- SHORT EXERCISE -
State how many lines of the records below contain the string "object", matching case exactly, and give only that number.

- DATASET CONTENT -
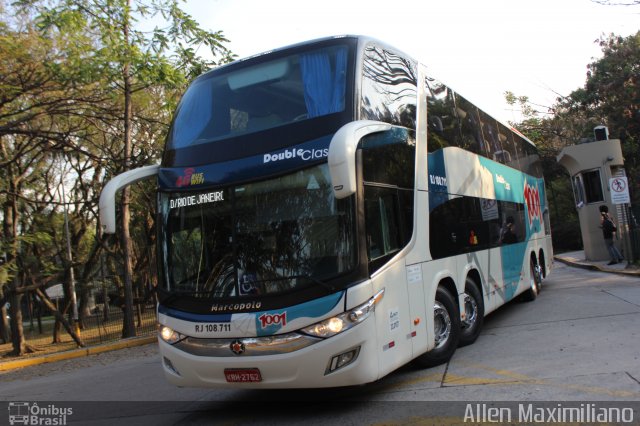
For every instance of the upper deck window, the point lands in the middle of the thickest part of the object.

--

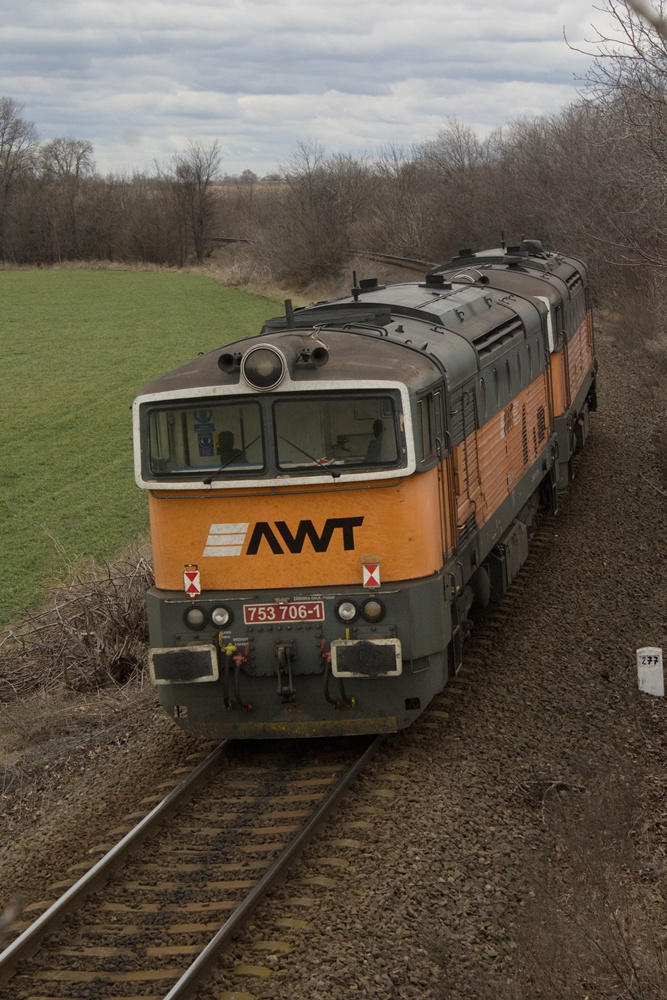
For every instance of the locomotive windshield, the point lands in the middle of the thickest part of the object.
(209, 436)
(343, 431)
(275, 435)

- RESPONSE BELOW -
2